Page excerpt =>

To get to know the city a bit, I am going to try to visit different coffee shops throughout the neighborhoods. Today, I am at the Globe Hopper,  its my 4th. They have a full menu, good day old muffins and my favorite type of iced tea — Hibiscus. So far, I have been to a free concert in the park put on by the Virginia Opera, Maymont Mansion and Park (great Chinese and Japanese gardens), walked/ran Canal Walk along the river, Forest Hill Farmer’s Market, free walking tour of downtown, a 80’s/90’s dance party and got a $2 movie at the restored Byrd Theater in Carytown. Fun stuff! Will, who is transitioning out of community here has been my coconspirator in some of these ventures, which has also been fun.

Apply what you read =>
1 – Using the excerpt about exploring the city, decide whether each statement agrees with it: (a) The Globe Hopper is the fourth coffee shop visited. (b) The movie at the Byrd Theater cost $5. (c) The free concert in the park was put on by the Virginia Opera. Answer yes or no for each and quote the deciding words.
2 – Recast the paragraph of the excerpt about exploring the city that begins "To get to know the city" as a bulleted list, keeping its main facts.

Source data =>
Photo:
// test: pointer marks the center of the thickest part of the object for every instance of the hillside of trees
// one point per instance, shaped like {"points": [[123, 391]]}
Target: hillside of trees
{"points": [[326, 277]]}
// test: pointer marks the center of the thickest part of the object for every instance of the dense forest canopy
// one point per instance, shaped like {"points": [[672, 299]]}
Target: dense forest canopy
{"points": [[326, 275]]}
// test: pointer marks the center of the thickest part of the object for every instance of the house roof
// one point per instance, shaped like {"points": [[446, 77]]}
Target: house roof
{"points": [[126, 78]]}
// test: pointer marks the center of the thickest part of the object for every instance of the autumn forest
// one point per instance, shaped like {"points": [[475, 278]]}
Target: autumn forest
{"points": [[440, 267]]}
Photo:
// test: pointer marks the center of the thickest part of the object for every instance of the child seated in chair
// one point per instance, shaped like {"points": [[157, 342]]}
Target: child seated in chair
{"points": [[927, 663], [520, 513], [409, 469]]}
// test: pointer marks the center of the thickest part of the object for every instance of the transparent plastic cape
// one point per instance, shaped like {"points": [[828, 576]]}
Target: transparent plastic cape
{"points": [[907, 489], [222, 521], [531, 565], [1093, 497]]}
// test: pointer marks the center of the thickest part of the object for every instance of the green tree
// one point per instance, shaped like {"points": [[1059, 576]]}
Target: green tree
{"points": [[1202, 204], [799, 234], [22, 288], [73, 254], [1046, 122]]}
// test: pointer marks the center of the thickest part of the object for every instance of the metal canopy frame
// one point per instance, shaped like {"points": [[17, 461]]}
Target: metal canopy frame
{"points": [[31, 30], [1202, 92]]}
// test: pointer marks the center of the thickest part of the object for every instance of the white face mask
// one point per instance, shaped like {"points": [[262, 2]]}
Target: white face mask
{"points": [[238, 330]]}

Results of the tasks =>
1 –
(a) Yes: "Today, I am at the Globe Hopper,  its my 4th."
(b) No: "got a $2 movie at the restored Byrd Theater in Carytown"
(c) Yes: "a free concert in the park put on by the Virginia Opera"

2 –
- Plan: visit coffee shops in different neighborhoods to get to know the city.
- Today's stop: the Globe Hopper, the 4th. It has a full menu, good day-old muffins and hibiscus iced tea, the favorite type.
- Outings so far:
  - a free concert in the park by the Virginia Opera
  - Maymont Mansion and Park, with great Chinese and Japanese gardens
  - walking and running the Canal Walk along the river
  - Forest Hill Farmer's Market
  - a free walking tour of downtown
  - an 80's/90's dance party
  - a $2 movie at the restored Byrd Theater in Carytown
- Will, who is transitioning out of community here, joined in some of these outings.